**Goal:** Copy the passage about leaving the FLDS from "This is how" to "church look bad.", replacing "authorities" with "leaders".

**Document extract:**
┌──

I was also taught theology like this.

When she meets her now husband, Lamont, a former FLDS kid who left, he tells her to make a choice in her own heart. He is probably the first person in her life who encourages her to trust herself.

Once she finally talks to a victim’s advocate in the court system, she realizes most people believe what happened to her was not okay.

“Even though I was older than most of the victims she usually interviewed, I was still very childlike. What came out of this meeting was the realization that what had happened to me was wrong in the eyes of the world.” (p. 351)

“I’d been taught to fear people like them my whole life, but in such a short time, all that had changed.” (p. 359)

“All they know about people on the outside is what they have been taught; that they are evil, and the thing that had surprised me most in my transcendent journey from the FLDS to the life I live now is that good, honest, and respectful people lived out here and are nothing like what we’d been taught they are.” (p. 421)

This is how I felt when I met people on the outside, too.

Like many other unhealthy churches, sexual abuse was hidden because the authorities feared it would make the church look bad.

└──

**Source excerpt:**

┌──

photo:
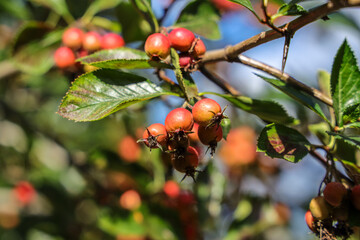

└──

**Response to this exercise:**
This is how I felt when I met people on the outside, too.

Like many other unhealthy churches, sexual abuse was hidden because the leaders feared it would make the church look bad.